INSTRUCTIONS TO FOLLOW
Pick out each row below that contains the word "dome", and copy each of those rows in full.

(Excerpts of pointing data)

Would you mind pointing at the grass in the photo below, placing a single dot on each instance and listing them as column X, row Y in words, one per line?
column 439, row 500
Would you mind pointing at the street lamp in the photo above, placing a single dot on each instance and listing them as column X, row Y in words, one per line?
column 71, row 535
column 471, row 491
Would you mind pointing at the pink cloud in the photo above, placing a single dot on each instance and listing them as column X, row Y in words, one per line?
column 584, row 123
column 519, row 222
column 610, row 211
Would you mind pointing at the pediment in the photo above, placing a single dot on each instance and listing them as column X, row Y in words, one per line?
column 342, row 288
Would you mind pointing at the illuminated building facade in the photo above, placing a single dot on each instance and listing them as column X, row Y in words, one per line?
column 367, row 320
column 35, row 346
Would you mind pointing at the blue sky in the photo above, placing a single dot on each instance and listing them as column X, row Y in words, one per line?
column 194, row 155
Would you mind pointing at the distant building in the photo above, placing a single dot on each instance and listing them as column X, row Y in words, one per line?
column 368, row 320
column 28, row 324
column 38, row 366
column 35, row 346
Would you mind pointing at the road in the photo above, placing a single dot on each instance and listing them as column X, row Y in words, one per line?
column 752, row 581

...

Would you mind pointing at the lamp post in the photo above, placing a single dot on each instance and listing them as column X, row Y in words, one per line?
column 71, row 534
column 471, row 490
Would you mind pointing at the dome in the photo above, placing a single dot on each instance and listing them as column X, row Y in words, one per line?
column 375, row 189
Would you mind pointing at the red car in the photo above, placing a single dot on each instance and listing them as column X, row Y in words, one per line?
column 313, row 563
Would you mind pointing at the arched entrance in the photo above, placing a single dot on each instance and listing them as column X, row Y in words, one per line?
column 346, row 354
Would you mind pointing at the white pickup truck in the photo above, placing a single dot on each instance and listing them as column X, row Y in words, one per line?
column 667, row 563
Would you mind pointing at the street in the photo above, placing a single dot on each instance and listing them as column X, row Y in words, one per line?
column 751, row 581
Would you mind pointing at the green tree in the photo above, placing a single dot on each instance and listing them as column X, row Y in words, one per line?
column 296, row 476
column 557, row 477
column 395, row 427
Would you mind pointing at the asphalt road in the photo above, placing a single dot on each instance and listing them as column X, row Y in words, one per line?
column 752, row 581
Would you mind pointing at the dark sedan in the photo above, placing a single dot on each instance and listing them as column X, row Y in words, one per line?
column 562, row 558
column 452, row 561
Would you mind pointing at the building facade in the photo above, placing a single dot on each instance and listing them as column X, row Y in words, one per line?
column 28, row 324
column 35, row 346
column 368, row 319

RESULT OF THIS EXERCISE
Would you mind pointing at the dome in the photo above, placing a single dot on each instance and listing them as column X, row Y in words, one per line?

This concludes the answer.